> SELECTED EXCERPT:
Why have you now got involved in dementia research?

One of the reasons I’m particularly keen to get involved in dementia research is because of the need. We’ve woken up to the problem over the last few years. There are over 850,000 people in the UK living with dementia and that’s a challenge that every scientist wants to grapple with. We desperately need to find ways to improve the lives of people with dementia and medical research has the power to do that.

What research will take place at the Oxford Drug Discovery Institute?

We’ll be combining drug discovery expertise with the huge amount of knowledge about the diseases that cause dementia that is held within the University of Oxford, and across the UK. Drug discovery for dementia is a big challenge because we still have a limited understanding of the brain. It’s very difficult to probe the brain – you can’t easily take a biopsy like you can with the liver or other organs. The process of drug discovery itself is also very complicated, with many different steps and lots of questions to answer at each stage. I’ll be leading the team at Oxford to look for new approaches to treat Alzheimer’s and other causes of dementia.

> WORK TASK:
Please list each reason the dementia research excerpt gives for why drug discovery for dementia is a challenge.

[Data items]
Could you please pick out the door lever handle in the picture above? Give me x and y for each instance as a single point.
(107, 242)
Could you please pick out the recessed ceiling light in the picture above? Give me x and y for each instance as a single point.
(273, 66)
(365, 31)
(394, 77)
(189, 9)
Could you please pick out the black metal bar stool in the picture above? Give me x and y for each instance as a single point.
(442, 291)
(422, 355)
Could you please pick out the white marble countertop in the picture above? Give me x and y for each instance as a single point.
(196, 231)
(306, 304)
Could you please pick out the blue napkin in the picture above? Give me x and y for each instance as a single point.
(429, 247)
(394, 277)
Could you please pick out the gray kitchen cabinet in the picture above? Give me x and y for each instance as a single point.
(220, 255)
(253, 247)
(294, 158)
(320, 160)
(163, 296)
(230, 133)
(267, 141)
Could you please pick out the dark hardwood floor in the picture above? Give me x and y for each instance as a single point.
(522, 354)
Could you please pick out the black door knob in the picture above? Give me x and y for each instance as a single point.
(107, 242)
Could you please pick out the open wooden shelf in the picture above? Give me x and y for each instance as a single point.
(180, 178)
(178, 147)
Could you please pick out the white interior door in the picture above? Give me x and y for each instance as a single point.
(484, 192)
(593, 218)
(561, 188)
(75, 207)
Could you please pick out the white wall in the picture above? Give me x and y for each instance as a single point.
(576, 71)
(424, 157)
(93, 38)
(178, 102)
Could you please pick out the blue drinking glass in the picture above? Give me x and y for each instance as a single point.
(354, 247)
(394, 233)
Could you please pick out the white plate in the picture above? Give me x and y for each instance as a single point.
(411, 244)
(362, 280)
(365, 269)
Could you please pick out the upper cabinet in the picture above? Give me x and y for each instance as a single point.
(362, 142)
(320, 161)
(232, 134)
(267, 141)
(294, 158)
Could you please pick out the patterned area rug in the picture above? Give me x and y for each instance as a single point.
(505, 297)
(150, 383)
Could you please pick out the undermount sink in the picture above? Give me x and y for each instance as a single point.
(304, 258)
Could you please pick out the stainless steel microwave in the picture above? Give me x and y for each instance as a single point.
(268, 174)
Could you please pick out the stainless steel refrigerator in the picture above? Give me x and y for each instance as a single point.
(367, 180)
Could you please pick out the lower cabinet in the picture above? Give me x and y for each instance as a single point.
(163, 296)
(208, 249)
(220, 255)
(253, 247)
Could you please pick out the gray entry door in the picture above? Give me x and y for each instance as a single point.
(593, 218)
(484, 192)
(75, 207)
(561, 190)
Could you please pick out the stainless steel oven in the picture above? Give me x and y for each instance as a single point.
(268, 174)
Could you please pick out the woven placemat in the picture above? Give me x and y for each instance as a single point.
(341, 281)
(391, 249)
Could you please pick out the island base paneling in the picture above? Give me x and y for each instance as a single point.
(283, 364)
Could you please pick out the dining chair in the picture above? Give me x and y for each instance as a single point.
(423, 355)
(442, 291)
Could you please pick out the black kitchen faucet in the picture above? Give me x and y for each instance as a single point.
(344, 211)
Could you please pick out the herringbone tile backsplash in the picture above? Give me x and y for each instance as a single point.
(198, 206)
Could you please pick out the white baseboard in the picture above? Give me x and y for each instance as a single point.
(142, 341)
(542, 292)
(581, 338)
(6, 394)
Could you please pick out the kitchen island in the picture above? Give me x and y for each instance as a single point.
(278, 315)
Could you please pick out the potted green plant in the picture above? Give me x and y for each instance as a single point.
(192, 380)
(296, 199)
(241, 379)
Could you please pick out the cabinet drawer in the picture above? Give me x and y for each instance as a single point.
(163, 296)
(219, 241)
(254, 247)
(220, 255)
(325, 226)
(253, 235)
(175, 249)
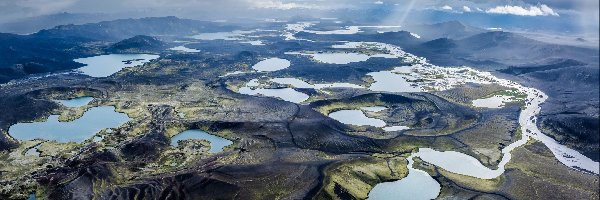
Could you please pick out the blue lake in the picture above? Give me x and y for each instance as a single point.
(92, 121)
(106, 65)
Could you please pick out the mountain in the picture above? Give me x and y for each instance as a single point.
(497, 50)
(449, 29)
(126, 28)
(35, 24)
(137, 44)
(21, 55)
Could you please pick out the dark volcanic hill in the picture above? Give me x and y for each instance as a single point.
(125, 28)
(137, 44)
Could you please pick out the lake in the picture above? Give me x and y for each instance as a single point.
(496, 101)
(78, 130)
(341, 57)
(271, 64)
(287, 94)
(106, 65)
(216, 143)
(184, 49)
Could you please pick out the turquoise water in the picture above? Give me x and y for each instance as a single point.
(216, 143)
(271, 64)
(92, 121)
(356, 117)
(76, 102)
(418, 185)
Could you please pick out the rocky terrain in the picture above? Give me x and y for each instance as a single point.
(285, 150)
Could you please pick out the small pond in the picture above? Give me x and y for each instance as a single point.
(216, 143)
(418, 185)
(271, 64)
(496, 101)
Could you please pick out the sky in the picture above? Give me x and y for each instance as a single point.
(579, 16)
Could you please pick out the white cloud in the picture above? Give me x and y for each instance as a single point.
(273, 4)
(466, 9)
(447, 7)
(542, 10)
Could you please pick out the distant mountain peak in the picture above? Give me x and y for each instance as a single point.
(137, 44)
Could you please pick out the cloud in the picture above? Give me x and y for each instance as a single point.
(466, 9)
(542, 10)
(281, 5)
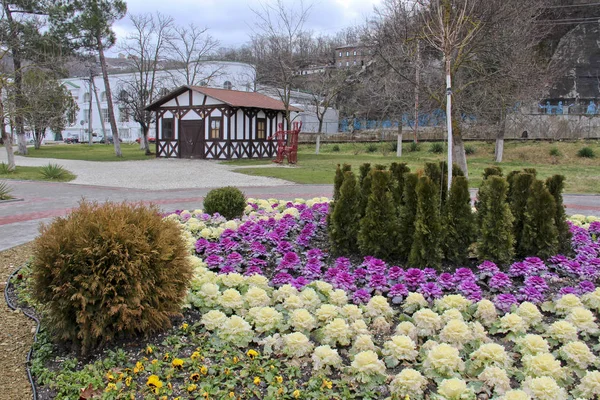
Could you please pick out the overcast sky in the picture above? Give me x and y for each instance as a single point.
(231, 21)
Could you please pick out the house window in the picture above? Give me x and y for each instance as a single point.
(123, 114)
(261, 128)
(167, 128)
(216, 128)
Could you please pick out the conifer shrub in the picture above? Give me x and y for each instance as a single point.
(426, 250)
(344, 223)
(407, 214)
(496, 239)
(339, 179)
(228, 201)
(540, 235)
(458, 223)
(378, 228)
(555, 185)
(110, 270)
(522, 184)
(398, 170)
(365, 187)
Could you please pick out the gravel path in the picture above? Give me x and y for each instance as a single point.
(157, 174)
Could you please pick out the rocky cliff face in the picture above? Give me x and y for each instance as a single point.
(577, 58)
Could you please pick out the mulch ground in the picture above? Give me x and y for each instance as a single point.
(16, 333)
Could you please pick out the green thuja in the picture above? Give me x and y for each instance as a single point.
(408, 211)
(439, 178)
(555, 185)
(345, 221)
(426, 250)
(458, 222)
(398, 170)
(540, 235)
(492, 171)
(339, 179)
(378, 228)
(510, 178)
(521, 191)
(496, 240)
(365, 187)
(363, 173)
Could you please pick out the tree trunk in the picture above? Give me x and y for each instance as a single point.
(499, 152)
(7, 140)
(111, 111)
(14, 44)
(399, 142)
(146, 144)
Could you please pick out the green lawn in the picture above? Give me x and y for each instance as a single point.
(33, 174)
(583, 174)
(95, 152)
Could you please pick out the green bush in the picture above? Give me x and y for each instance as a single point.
(555, 185)
(521, 191)
(496, 240)
(586, 152)
(414, 147)
(371, 148)
(398, 170)
(54, 172)
(540, 235)
(436, 148)
(378, 228)
(458, 223)
(111, 270)
(5, 191)
(344, 222)
(470, 149)
(228, 201)
(407, 212)
(339, 179)
(365, 187)
(426, 250)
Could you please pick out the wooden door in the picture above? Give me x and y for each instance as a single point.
(191, 141)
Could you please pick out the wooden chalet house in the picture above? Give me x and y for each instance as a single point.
(219, 124)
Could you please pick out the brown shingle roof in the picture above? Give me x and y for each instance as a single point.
(233, 98)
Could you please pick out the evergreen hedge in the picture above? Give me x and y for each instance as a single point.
(426, 248)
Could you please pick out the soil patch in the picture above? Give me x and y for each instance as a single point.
(16, 335)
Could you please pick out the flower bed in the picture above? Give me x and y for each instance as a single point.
(272, 315)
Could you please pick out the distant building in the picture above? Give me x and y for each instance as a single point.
(224, 75)
(352, 55)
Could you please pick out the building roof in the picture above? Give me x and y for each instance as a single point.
(233, 98)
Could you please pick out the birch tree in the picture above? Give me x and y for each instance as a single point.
(147, 48)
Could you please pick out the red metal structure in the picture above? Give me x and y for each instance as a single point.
(287, 143)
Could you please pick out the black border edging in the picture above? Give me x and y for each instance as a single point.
(37, 329)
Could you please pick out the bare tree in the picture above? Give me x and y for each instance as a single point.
(146, 47)
(280, 46)
(190, 47)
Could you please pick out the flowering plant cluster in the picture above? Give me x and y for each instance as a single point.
(280, 240)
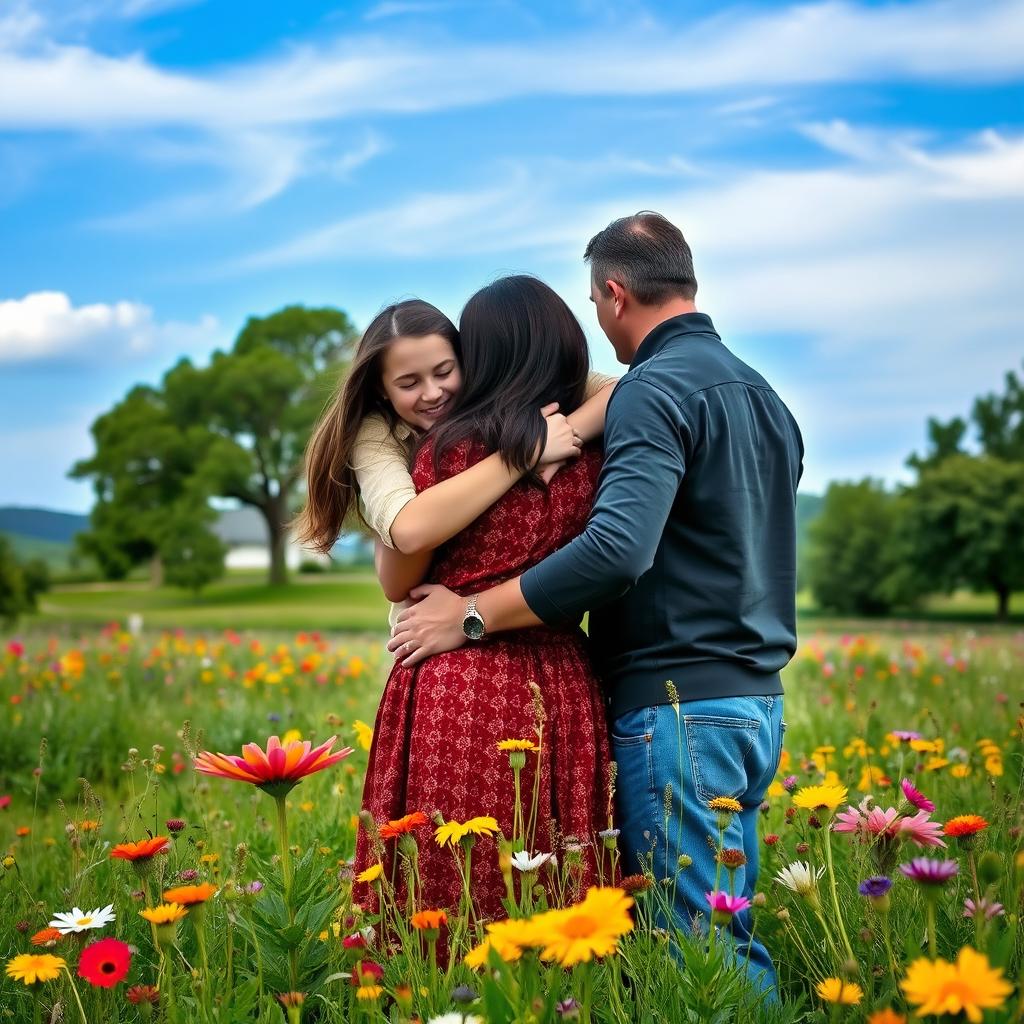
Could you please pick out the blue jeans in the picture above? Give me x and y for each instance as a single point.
(724, 747)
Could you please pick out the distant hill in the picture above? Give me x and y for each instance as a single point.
(42, 524)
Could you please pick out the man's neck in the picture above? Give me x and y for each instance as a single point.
(648, 317)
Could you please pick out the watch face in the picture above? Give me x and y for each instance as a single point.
(472, 626)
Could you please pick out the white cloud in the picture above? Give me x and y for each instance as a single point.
(46, 326)
(74, 87)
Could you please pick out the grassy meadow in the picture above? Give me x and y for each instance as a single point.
(100, 730)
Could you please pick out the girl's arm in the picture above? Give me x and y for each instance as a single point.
(437, 513)
(398, 573)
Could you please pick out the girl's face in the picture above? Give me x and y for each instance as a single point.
(420, 377)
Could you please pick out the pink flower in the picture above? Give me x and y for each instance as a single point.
(915, 797)
(922, 829)
(723, 903)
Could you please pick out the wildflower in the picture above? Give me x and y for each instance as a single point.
(78, 921)
(46, 937)
(930, 872)
(278, 769)
(454, 832)
(105, 963)
(837, 990)
(819, 798)
(983, 908)
(969, 986)
(590, 929)
(402, 825)
(144, 849)
(164, 913)
(723, 906)
(517, 744)
(522, 861)
(800, 878)
(33, 968)
(372, 873)
(187, 895)
(965, 826)
(142, 993)
(921, 830)
(915, 797)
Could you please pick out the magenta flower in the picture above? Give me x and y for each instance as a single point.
(922, 829)
(930, 872)
(982, 908)
(726, 905)
(915, 797)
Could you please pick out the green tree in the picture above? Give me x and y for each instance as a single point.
(260, 401)
(964, 525)
(850, 557)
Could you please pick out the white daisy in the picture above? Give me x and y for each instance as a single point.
(800, 878)
(78, 920)
(522, 861)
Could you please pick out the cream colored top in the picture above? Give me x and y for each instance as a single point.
(381, 463)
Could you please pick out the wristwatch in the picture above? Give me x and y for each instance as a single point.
(473, 625)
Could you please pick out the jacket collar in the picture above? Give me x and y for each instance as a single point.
(675, 327)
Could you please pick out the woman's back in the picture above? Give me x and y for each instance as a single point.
(520, 529)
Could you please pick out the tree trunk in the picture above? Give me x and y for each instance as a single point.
(1003, 593)
(278, 534)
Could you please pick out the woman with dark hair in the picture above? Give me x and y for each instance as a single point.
(435, 747)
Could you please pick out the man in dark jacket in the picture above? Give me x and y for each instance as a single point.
(688, 567)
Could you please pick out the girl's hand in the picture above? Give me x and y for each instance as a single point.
(562, 442)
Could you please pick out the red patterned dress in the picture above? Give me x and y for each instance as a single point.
(435, 738)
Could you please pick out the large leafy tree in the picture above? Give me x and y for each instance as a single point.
(236, 429)
(963, 524)
(260, 401)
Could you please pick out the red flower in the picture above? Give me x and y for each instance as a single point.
(278, 769)
(104, 963)
(142, 850)
(404, 824)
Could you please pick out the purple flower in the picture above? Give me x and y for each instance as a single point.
(877, 885)
(930, 872)
(983, 907)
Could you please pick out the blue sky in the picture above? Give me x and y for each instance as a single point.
(850, 176)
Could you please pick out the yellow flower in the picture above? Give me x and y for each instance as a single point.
(364, 734)
(32, 968)
(816, 798)
(517, 744)
(165, 913)
(725, 804)
(372, 873)
(969, 986)
(837, 990)
(590, 929)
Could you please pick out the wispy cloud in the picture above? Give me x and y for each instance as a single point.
(47, 326)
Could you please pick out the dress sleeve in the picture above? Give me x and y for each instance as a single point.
(380, 462)
(595, 382)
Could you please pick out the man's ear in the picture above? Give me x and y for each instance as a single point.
(617, 295)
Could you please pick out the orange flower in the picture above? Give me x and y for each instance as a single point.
(966, 824)
(186, 895)
(403, 824)
(426, 920)
(142, 850)
(278, 769)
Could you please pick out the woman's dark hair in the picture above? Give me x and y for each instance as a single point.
(332, 491)
(521, 349)
(647, 254)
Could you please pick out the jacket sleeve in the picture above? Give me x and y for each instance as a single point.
(647, 440)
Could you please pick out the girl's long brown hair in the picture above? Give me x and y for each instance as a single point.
(332, 491)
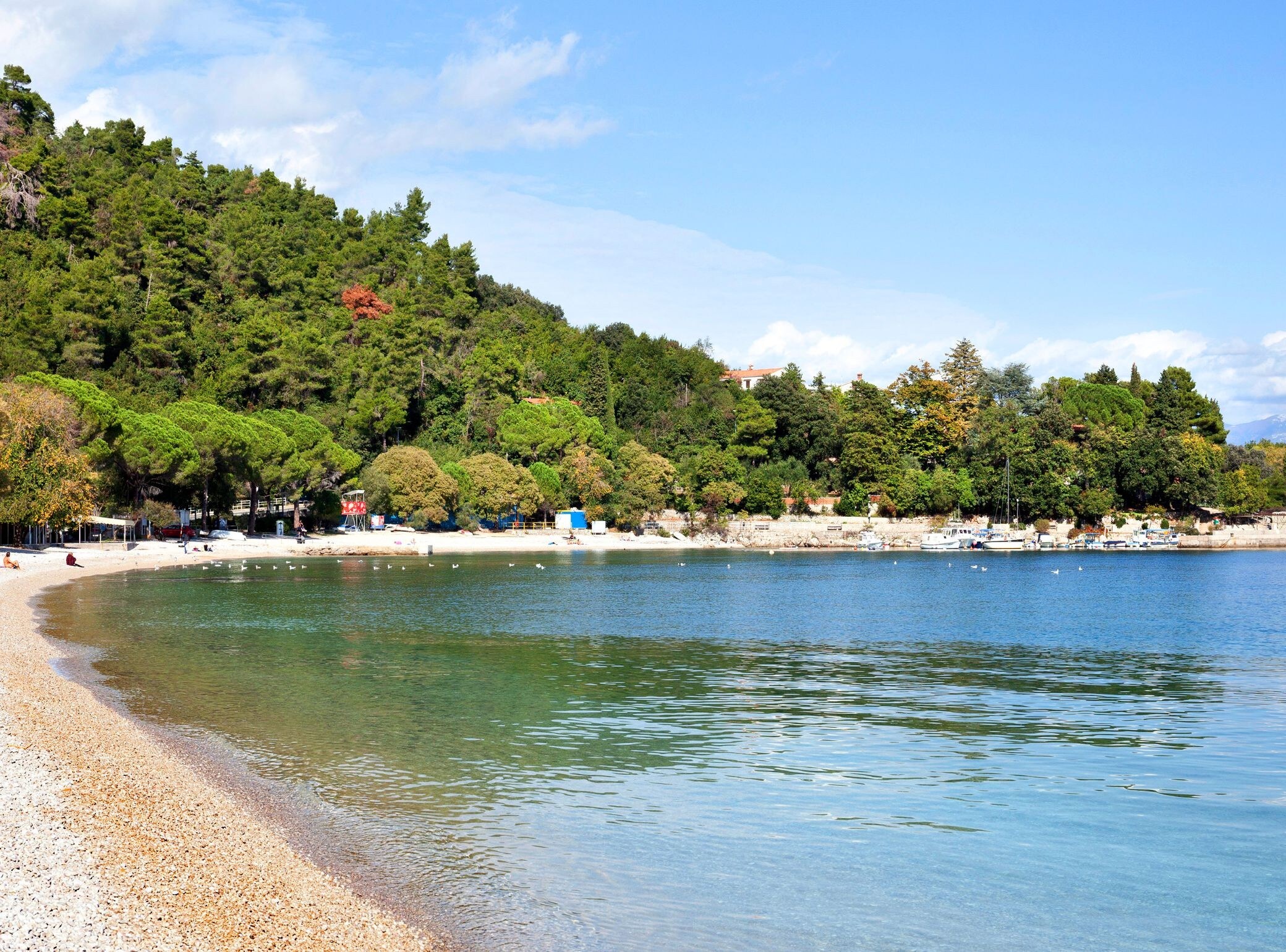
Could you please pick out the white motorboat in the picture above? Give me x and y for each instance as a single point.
(1003, 542)
(871, 542)
(953, 535)
(939, 541)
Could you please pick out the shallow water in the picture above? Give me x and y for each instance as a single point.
(795, 752)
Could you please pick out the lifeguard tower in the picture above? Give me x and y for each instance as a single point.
(352, 507)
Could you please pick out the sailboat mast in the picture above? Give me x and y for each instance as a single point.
(1007, 489)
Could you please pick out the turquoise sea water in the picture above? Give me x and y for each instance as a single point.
(750, 752)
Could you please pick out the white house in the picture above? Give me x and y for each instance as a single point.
(751, 376)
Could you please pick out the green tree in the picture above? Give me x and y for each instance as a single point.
(220, 439)
(43, 475)
(962, 370)
(598, 388)
(1101, 404)
(757, 429)
(1180, 408)
(552, 497)
(548, 431)
(1243, 490)
(933, 420)
(315, 462)
(764, 495)
(646, 482)
(588, 475)
(407, 480)
(496, 488)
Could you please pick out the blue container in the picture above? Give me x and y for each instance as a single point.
(577, 519)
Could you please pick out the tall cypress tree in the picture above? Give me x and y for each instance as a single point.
(598, 388)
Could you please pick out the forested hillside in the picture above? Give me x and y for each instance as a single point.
(172, 331)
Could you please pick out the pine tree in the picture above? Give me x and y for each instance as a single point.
(963, 371)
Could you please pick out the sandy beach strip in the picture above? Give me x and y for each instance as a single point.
(111, 842)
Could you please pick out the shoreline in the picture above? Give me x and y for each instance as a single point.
(117, 842)
(129, 835)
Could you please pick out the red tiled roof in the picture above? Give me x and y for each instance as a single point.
(750, 372)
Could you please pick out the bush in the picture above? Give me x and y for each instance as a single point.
(157, 514)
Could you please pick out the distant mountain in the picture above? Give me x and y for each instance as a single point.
(1267, 429)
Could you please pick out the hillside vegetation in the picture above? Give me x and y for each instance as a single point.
(174, 332)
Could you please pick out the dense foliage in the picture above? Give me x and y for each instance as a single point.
(219, 332)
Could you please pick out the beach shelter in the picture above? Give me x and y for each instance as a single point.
(125, 525)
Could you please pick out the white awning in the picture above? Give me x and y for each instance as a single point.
(108, 521)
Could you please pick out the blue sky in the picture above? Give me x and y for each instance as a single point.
(848, 185)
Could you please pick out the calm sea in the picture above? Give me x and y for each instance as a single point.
(713, 750)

> RESULT OF THIS TASK:
- There is still a limited understanding of the brain.
- It is very difficult to probe the brain, since a biopsy can't easily be taken as it can with the liver or other organs.
- The process of drug discovery itself is very complicated, with many different steps and lots of questions to answer at each stage.